**** Document passage ****

Tuesday, March 18, 2014

Secret Clinton papers released

By Charles Brooks

The Clinton’s are in the news again as thousands of pages of confidential communications from the Clinton days in the White House has finally been released for public view after legal restrictions expired.  During the last two weeks, about 73 files containing documents such as internal memos, handwritten notes and drafts of speeches were made available by the Clinton Presidential Library and Museum in Little Rock, Arkansas. The public can now see the president's handwritten notes clarifying his thoughts, internal memos from White House staff outlining political strategy and political advice for the president.

CNN reported on their website that the confidential memos, notes and other papers were part of files that had been requested for public release over the years under the Freedom of Information Act, but were withheld by the National Archives due to their sensitive nature. While the Presidential Act established public ownership of White House documents as far back as the Reagan administration, it specified that documents pertaining to federal appointments as well as confidential correspondence between the president and his advisers could be withheld from the public for 12 years after a president leaves office.

**** Data shown ****

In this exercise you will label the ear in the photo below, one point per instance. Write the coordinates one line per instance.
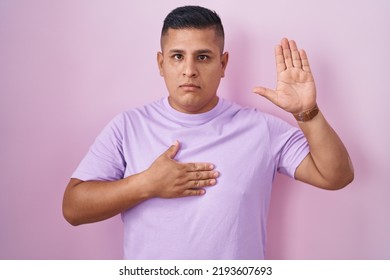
(224, 62)
(160, 61)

****

What you have to do: Continue the news article about the released Clinton papers, starting right after its last sentence.

Task result:
The documents cover a wide range of issues relating to domestic and foreign policy that includes topics such as health care reform, terrorism, international trade agreements, Cuba, the transition from the Bush presidency to the incoming Clinton presidency, elections in 1994, 1996 and 2000.  These confidential correspondence can help provide additional insight into the Clinton presidency; their political rationale for policy decisions and political positions.  But these confidential memos could open the window of opportunity to finally have a debate about the successes and failures of the Clinton presidency.  With the recent release of confidential papers from the Clinton White House, we are reminded once again of the relationship between Bill Clinton and Black America during the nineties. Although Mr. Clinton was very popular with Blacks – the relationship was often misunderstood and frequently framed around his presidential approval ratings with Blacks.  The Clinton papers also contains documents relating to AIDS in Africa, Urban Task Force, the president’s speech to the National Baptist Convention, the Million Man March, Rwanda and Somali.

Highlights and excerpts from the Clinton Presidency

1994 Crime Bill memo:
(Rep. Donald Payne) feels that the Administration has handled issues concerning African Americans very poorly, and also Africa – especially Rwanda. Re the Racial Justice Act: the Administration should have lobbied the Senate heavily rather than leaning on the CBC. He does want the President to win this bill, but believes that enough CBC Members "are now voting for the Rule, that it will be okay. He cannot vote for the Rule on principle; he voted against the Rule before.  Dr. Brown suggests having the Police Chief in Newark call him. I will make sure that is done in the morning.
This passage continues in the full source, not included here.